Required action: Whenever the word "order" appears in a line of the data below, copy that line.

BEGIN Source data

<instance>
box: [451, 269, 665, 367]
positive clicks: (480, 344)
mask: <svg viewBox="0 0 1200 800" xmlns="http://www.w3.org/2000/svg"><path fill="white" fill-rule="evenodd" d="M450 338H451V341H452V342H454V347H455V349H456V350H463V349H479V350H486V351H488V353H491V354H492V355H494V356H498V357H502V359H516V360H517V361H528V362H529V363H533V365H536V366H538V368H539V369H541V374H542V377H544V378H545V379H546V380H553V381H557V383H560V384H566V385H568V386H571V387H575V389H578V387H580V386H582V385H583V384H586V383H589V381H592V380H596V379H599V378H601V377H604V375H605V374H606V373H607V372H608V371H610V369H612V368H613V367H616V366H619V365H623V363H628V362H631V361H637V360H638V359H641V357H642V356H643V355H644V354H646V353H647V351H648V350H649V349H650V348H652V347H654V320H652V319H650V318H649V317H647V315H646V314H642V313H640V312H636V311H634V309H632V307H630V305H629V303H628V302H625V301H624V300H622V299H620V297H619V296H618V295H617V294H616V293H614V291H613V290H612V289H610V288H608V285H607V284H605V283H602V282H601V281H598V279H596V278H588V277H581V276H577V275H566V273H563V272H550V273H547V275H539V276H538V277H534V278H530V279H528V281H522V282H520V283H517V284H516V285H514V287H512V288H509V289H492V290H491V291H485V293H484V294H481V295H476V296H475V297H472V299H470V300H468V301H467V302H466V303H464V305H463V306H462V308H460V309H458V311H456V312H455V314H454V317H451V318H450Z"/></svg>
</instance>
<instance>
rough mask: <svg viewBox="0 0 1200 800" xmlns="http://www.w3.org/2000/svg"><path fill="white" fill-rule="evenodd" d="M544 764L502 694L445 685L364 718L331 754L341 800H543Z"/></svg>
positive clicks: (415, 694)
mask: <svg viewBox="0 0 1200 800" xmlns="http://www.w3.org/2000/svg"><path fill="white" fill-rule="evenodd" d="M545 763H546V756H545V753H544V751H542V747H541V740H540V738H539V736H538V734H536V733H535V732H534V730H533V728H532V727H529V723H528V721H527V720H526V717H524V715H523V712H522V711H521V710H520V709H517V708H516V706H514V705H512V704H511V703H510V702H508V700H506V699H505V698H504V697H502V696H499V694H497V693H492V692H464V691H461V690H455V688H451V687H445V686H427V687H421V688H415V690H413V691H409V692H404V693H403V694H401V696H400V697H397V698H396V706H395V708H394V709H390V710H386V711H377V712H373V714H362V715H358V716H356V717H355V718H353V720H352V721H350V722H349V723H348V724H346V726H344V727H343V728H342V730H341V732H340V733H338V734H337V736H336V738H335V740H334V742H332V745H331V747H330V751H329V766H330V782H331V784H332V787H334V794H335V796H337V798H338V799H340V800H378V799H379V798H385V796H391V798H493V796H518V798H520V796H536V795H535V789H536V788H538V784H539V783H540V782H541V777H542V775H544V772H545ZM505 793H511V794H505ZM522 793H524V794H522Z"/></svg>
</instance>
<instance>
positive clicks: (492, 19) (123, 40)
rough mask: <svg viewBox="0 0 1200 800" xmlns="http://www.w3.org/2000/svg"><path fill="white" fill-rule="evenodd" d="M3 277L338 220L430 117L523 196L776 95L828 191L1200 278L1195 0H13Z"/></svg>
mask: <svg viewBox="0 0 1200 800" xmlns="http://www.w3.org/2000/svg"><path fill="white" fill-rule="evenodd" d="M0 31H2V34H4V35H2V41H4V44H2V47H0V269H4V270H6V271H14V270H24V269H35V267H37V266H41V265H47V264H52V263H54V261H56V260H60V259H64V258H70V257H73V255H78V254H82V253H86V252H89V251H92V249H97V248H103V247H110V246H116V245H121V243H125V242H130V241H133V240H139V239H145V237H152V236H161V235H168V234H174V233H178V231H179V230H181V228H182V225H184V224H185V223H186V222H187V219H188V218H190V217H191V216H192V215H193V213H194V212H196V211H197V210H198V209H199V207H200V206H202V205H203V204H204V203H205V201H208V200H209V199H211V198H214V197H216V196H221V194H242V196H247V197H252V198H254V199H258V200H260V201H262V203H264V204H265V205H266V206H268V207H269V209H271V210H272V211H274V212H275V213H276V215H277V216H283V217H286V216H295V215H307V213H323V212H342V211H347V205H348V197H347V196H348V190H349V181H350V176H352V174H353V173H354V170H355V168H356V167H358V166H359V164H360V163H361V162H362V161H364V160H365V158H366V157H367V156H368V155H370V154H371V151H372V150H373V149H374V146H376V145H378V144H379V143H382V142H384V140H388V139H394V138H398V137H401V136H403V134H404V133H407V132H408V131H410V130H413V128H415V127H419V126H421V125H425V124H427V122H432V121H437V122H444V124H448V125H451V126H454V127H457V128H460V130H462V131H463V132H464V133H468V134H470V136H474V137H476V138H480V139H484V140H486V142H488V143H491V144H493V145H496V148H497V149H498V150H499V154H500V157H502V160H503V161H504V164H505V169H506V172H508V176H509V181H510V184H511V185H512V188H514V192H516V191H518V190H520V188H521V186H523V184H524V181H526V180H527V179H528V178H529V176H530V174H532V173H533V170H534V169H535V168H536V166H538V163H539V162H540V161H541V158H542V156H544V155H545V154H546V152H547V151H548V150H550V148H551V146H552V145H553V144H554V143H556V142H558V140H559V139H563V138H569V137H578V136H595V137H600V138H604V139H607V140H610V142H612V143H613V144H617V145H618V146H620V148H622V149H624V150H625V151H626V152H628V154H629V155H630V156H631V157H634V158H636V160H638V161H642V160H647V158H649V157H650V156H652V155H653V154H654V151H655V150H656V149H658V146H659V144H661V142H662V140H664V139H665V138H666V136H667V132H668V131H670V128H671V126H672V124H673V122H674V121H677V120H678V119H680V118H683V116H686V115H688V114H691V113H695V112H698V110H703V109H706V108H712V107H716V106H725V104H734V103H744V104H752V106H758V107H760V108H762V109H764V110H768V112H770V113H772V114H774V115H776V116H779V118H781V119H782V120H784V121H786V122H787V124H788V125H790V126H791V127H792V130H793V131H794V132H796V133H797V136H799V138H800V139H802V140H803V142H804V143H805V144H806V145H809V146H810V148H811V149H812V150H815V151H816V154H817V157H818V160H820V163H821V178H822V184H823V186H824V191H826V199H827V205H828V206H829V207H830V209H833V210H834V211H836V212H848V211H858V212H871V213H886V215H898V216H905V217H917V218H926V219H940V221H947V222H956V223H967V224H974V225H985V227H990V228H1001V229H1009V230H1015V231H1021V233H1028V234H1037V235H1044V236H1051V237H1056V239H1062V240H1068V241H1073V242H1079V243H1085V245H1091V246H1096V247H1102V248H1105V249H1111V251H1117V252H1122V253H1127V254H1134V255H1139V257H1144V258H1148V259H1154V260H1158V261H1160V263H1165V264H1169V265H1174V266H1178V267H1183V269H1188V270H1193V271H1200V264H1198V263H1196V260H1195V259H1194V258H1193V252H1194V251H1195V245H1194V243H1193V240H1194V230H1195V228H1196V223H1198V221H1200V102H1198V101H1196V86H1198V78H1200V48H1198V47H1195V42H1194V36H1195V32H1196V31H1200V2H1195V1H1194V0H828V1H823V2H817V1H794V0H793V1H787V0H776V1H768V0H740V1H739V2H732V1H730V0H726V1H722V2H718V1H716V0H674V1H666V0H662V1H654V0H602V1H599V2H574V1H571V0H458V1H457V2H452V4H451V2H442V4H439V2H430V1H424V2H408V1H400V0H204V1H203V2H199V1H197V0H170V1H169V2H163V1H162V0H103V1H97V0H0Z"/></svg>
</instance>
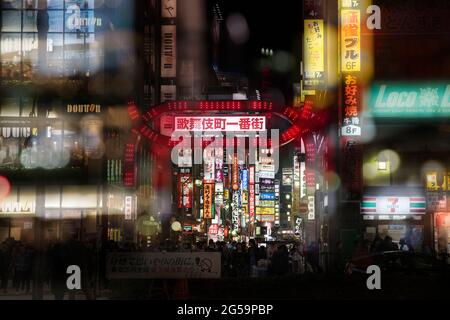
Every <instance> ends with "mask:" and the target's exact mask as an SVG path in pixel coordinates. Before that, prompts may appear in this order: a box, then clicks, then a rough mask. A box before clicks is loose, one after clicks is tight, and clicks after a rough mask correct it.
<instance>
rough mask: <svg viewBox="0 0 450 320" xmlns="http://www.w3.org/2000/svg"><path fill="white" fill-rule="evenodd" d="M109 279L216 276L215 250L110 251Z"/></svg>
mask: <svg viewBox="0 0 450 320" xmlns="http://www.w3.org/2000/svg"><path fill="white" fill-rule="evenodd" d="M106 265H107V271H106V272H107V276H108V278H109V279H218V278H220V273H221V262H220V253H217V252H195V253H191V252H186V253H185V252H170V253H168V252H165V253H162V252H161V253H159V252H152V253H137V252H134V253H112V254H110V255H108V258H107V264H106Z"/></svg>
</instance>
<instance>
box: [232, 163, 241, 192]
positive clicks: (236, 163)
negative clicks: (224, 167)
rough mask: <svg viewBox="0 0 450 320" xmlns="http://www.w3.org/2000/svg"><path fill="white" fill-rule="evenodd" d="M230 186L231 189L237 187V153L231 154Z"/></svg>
mask: <svg viewBox="0 0 450 320" xmlns="http://www.w3.org/2000/svg"><path fill="white" fill-rule="evenodd" d="M231 170H232V187H233V190H235V191H236V190H238V189H239V165H238V156H237V154H233V165H232V168H231Z"/></svg>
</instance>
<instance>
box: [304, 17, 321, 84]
mask: <svg viewBox="0 0 450 320" xmlns="http://www.w3.org/2000/svg"><path fill="white" fill-rule="evenodd" d="M304 50H305V53H304V60H305V61H304V63H305V65H304V67H305V74H306V75H307V78H320V76H316V74H315V73H316V72H324V71H325V63H324V61H325V58H324V29H323V20H321V19H305V43H304Z"/></svg>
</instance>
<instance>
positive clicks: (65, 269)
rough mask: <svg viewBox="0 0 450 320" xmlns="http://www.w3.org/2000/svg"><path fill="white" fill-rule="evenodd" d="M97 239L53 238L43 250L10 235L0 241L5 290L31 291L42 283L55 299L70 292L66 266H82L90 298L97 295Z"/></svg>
mask: <svg viewBox="0 0 450 320" xmlns="http://www.w3.org/2000/svg"><path fill="white" fill-rule="evenodd" d="M96 259H97V254H96V249H95V243H93V242H81V241H76V240H71V241H67V242H64V243H63V242H59V241H58V242H56V241H55V242H51V243H49V244H48V245H47V246H46V247H45V248H43V250H40V251H39V250H37V249H36V248H34V247H33V246H32V245H31V244H26V243H23V242H21V241H17V240H14V239H13V238H8V239H6V240H5V241H3V242H2V243H1V244H0V286H1V287H0V289H1V291H2V293H3V294H31V293H32V291H33V290H36V289H37V288H36V287H35V286H36V283H33V280H36V279H38V280H39V281H38V283H42V284H44V285H43V290H42V291H45V289H48V290H49V291H50V292H51V293H52V294H53V295H54V297H55V299H63V298H64V295H65V294H66V293H67V284H66V280H67V266H70V265H77V266H80V269H82V270H83V275H82V277H81V281H82V288H83V291H84V293H85V294H86V297H87V299H91V298H93V296H94V295H95V279H96V268H97V261H96Z"/></svg>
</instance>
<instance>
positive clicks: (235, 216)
mask: <svg viewBox="0 0 450 320" xmlns="http://www.w3.org/2000/svg"><path fill="white" fill-rule="evenodd" d="M239 207H240V205H239V192H238V191H233V196H232V201H231V214H232V215H231V219H232V220H231V224H232V230H233V232H236V233H237V232H238V231H239V225H240V219H239Z"/></svg>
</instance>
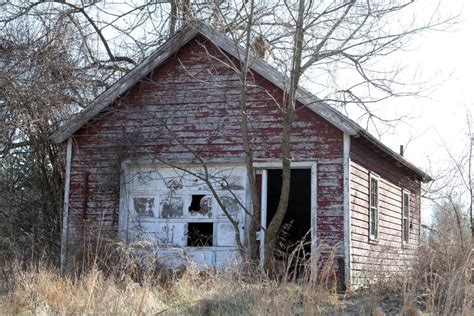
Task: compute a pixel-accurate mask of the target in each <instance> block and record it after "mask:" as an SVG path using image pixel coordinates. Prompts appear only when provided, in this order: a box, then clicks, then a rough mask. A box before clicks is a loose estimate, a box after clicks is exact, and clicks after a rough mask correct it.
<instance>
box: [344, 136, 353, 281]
mask: <svg viewBox="0 0 474 316" xmlns="http://www.w3.org/2000/svg"><path fill="white" fill-rule="evenodd" d="M343 147H344V149H343V153H344V162H343V167H344V278H345V280H344V283H345V286H346V288H350V286H351V283H352V279H351V275H352V274H351V207H350V194H351V191H350V185H351V181H350V180H351V179H350V176H351V157H350V152H351V136H350V135H349V134H347V133H344V142H343Z"/></svg>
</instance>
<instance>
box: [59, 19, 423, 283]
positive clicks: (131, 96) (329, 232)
mask: <svg viewBox="0 0 474 316" xmlns="http://www.w3.org/2000/svg"><path fill="white" fill-rule="evenodd" d="M238 49H239V48H236V47H235V45H234V46H233V45H232V44H231V42H230V40H229V39H227V38H225V37H224V36H223V35H220V34H218V33H216V32H215V31H213V30H211V29H209V28H208V27H207V26H205V25H201V26H197V27H196V26H195V27H186V28H185V29H183V30H182V31H180V32H178V33H177V34H176V35H175V36H174V37H173V38H172V39H170V40H169V41H168V42H167V43H166V44H165V45H164V46H163V47H162V48H161V49H160V50H158V51H157V53H155V54H153V55H152V56H150V57H149V58H148V59H146V60H145V61H144V63H142V64H141V65H139V66H137V67H136V68H135V69H134V70H132V71H131V72H130V73H129V74H127V75H126V76H124V78H122V79H121V80H119V81H118V82H117V83H116V84H115V85H114V86H112V87H111V88H110V89H108V90H107V91H106V92H104V94H103V95H101V96H100V97H99V98H98V99H97V101H96V103H95V104H93V105H91V106H90V107H89V108H88V109H87V110H85V111H84V112H83V113H81V114H80V115H79V116H78V117H76V118H74V119H73V120H72V121H71V122H70V123H69V124H66V125H65V126H64V127H62V128H61V129H60V130H59V131H58V132H57V133H56V134H55V135H53V137H54V139H55V140H56V141H57V142H66V143H67V169H66V187H65V205H64V223H63V224H64V226H63V236H62V263H63V265H65V264H66V263H67V262H71V261H72V260H73V257H74V252H75V251H76V250H77V249H78V247H79V245H82V244H83V243H84V240H93V239H94V238H95V237H94V236H97V234H101V235H104V234H105V235H107V236H111V237H113V238H121V239H122V240H123V241H125V242H130V241H133V240H137V239H139V240H141V239H147V240H149V241H151V242H153V243H155V244H156V245H158V246H160V247H159V248H160V249H161V250H162V252H166V253H171V254H172V257H173V259H172V261H176V260H178V259H176V258H177V257H176V254H177V253H179V254H183V256H184V257H186V258H187V259H191V260H193V261H195V262H196V263H198V264H200V265H211V266H215V265H217V266H218V265H225V264H228V263H229V262H231V261H237V262H238V261H239V260H240V254H239V249H240V248H241V247H239V245H241V246H242V245H244V246H245V244H246V243H248V235H247V234H246V232H247V230H248V224H249V223H248V218H249V214H251V212H252V209H251V203H250V197H249V190H248V178H247V173H246V169H245V165H244V159H245V157H244V153H243V143H242V131H241V125H240V117H241V114H240V113H241V112H240V103H239V93H240V78H239V73H238V69H239V65H240V64H239V59H238V56H239V54H238ZM236 70H237V71H236ZM252 75H253V82H252V85H251V87H249V88H248V89H247V91H246V93H247V103H248V104H249V109H248V113H247V115H248V118H249V122H250V126H251V128H250V138H251V146H252V149H253V151H254V157H255V161H256V163H255V176H256V177H257V182H258V186H259V194H260V199H261V204H262V210H261V212H262V218H261V225H262V226H263V227H264V226H265V225H266V223H267V222H268V221H269V220H270V219H271V217H272V216H273V215H272V214H273V212H274V210H275V208H276V206H275V205H276V203H277V201H278V199H277V198H278V195H279V190H280V189H281V188H280V186H279V185H280V182H279V177H281V160H280V157H281V133H282V119H283V116H282V114H281V111H280V110H279V108H278V104H281V103H282V99H283V91H282V87H283V86H284V82H282V79H281V78H280V77H278V73H276V72H275V71H274V70H272V69H271V68H270V67H269V66H268V65H266V64H265V62H263V61H261V60H258V59H255V61H254V63H253V67H252ZM300 95H301V96H300V98H299V100H298V101H299V102H298V104H297V108H298V111H297V114H296V119H295V122H294V124H293V132H292V136H291V151H292V157H293V161H292V183H291V186H292V189H291V192H290V203H289V208H288V215H287V217H288V218H287V219H285V221H288V222H291V224H290V225H289V228H288V229H289V236H292V237H290V238H289V239H290V240H292V241H293V240H294V241H296V240H298V239H300V238H301V237H304V236H306V238H308V239H309V240H310V244H311V251H312V252H313V251H316V249H318V248H321V247H323V245H324V246H325V247H326V246H329V247H332V248H334V249H336V260H335V263H334V264H335V267H336V271H337V273H338V275H339V276H340V278H341V279H343V280H344V281H345V283H346V284H356V283H361V282H363V280H364V278H366V277H367V273H368V272H369V271H373V270H374V266H376V267H380V269H376V270H380V272H384V271H382V270H384V269H385V268H387V267H389V270H396V269H399V268H400V267H401V266H402V265H403V264H404V258H405V257H406V258H408V259H409V256H410V254H412V252H413V250H414V249H415V247H416V245H417V244H418V238H419V232H420V229H419V226H420V222H419V219H420V183H421V181H426V180H428V179H429V177H428V176H427V175H426V174H424V173H422V172H421V171H420V170H418V169H416V168H415V167H413V166H412V165H411V164H409V163H408V162H406V161H405V160H404V159H403V158H401V157H400V156H398V155H396V154H394V153H393V152H391V151H390V150H388V149H387V148H386V147H384V146H383V145H381V144H380V143H378V142H377V141H375V140H374V139H373V138H371V136H370V135H368V134H367V133H366V132H364V131H363V130H362V129H360V127H358V125H357V124H355V123H354V122H352V121H350V120H349V119H347V118H345V117H344V116H342V115H341V114H340V113H338V112H336V111H334V110H332V109H330V108H329V107H327V106H325V105H324V104H319V103H318V102H314V101H315V97H313V96H311V95H310V94H308V93H307V92H306V91H303V90H302V91H301V93H300ZM403 202H405V203H403ZM114 236H115V237H114ZM264 238H265V234H264V230H263V229H262V231H261V233H260V234H259V239H260V243H261V244H263V242H262V241H263V239H264ZM326 248H327V247H326ZM326 248H325V249H326ZM387 249H388V250H387ZM262 251H263V247H262ZM376 258H377V259H380V261H376Z"/></svg>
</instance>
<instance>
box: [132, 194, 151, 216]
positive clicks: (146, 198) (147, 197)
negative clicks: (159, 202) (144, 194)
mask: <svg viewBox="0 0 474 316" xmlns="http://www.w3.org/2000/svg"><path fill="white" fill-rule="evenodd" d="M154 207H155V198H153V197H138V196H136V197H134V198H133V208H134V210H135V212H136V213H137V215H138V216H149V217H153V208H154Z"/></svg>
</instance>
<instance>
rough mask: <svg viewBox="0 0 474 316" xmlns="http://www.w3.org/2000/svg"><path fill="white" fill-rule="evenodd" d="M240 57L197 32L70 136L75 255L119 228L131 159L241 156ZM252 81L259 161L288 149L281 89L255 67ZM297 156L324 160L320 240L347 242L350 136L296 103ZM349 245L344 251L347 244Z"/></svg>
mask: <svg viewBox="0 0 474 316" xmlns="http://www.w3.org/2000/svg"><path fill="white" fill-rule="evenodd" d="M233 63H235V64H236V65H238V64H237V63H236V61H235V60H234V59H233V58H231V57H229V56H227V55H225V54H224V53H223V52H222V51H220V50H219V49H217V48H216V47H215V46H214V45H212V44H211V43H210V42H207V41H206V40H205V39H204V38H203V37H200V36H198V37H196V38H195V39H194V40H192V41H191V42H190V43H188V44H187V45H185V46H184V47H183V48H182V49H181V50H180V51H179V52H178V53H177V54H176V55H175V56H173V57H172V58H170V59H169V60H168V61H166V62H165V63H164V64H163V65H161V66H160V67H159V68H157V69H155V70H154V71H153V73H151V74H150V75H149V76H147V77H146V78H144V79H143V80H142V81H141V82H140V83H139V84H137V85H136V86H135V87H133V88H132V89H131V90H130V91H129V92H128V93H126V94H125V95H123V96H122V97H121V98H120V99H119V100H117V101H116V102H115V104H114V105H113V106H111V107H110V108H109V109H108V110H107V112H105V113H101V115H99V117H97V118H96V119H95V120H94V121H93V122H90V123H89V124H88V125H86V126H84V127H83V128H81V129H80V130H79V131H78V132H76V133H75V134H74V135H73V153H72V170H71V186H70V196H69V203H70V204H69V217H68V244H69V246H68V249H69V254H68V256H69V257H71V256H72V255H73V253H72V252H75V251H76V250H77V249H79V248H80V246H81V245H82V241H83V239H84V238H85V239H94V238H95V236H97V234H98V233H97V232H98V231H99V230H100V231H101V235H108V236H116V234H117V232H118V220H119V200H120V179H121V178H120V170H121V165H122V163H123V162H124V161H146V162H147V163H150V162H151V163H153V162H157V163H159V162H163V161H165V162H192V161H193V160H194V161H195V159H196V157H195V156H194V155H193V153H198V156H199V157H200V158H202V159H205V160H207V161H211V162H228V163H229V162H231V163H232V162H235V163H242V162H243V158H244V156H243V149H242V148H243V147H242V133H241V128H240V111H239V87H240V81H239V75H238V73H237V72H235V71H234V70H233V68H235V67H237V68H238V66H235V65H234V64H233ZM253 80H254V87H251V88H248V90H247V98H248V104H249V105H250V109H249V110H248V116H249V121H250V129H251V130H250V134H251V143H252V148H253V150H254V155H255V158H256V160H259V161H269V160H278V159H279V157H280V156H281V154H280V152H281V151H280V147H281V144H280V142H281V133H282V128H281V122H282V119H283V118H282V115H281V112H280V110H279V109H278V104H281V103H282V98H283V96H282V92H281V91H280V90H279V89H278V88H277V87H276V86H274V85H273V84H271V83H270V82H269V81H267V80H265V79H264V78H262V77H260V76H259V75H255V76H254V78H253ZM298 108H299V109H298V111H297V114H296V120H295V123H294V125H293V132H292V138H291V144H292V145H291V146H292V156H293V158H294V160H295V161H305V160H316V161H317V167H318V169H317V184H318V187H317V194H318V196H317V204H318V206H317V207H318V220H317V223H318V240H319V242H320V243H321V244H322V243H325V244H329V245H331V246H335V245H340V246H341V247H342V242H343V158H342V156H343V134H342V132H341V131H340V130H339V129H337V128H335V127H334V126H333V125H331V124H330V123H328V122H327V121H325V120H324V119H322V118H321V117H319V116H318V115H316V114H315V113H314V112H312V111H310V110H308V109H306V108H302V107H301V106H300V105H298ZM340 253H342V251H340Z"/></svg>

END Source data

Result:
Every <instance> ends with "mask:" and the target's exact mask as an SVG path in pixel coordinates. Before that, prompts may appear in this order: a box, then clicks, then a rough mask. A box before clicks is loose, one after clicks is tight, and clicks after a rough mask correct it.
Task: compute a pixel-accurate mask of the target in each <instance> block and record it after "mask:" as an SVG path using image pixel coordinates. Prompts appear only when provided, in this order: a box, then clicks, then a rough mask. A box before clicks is a loose estimate, a box after clicks is exact, and clicks after a rough mask correct it.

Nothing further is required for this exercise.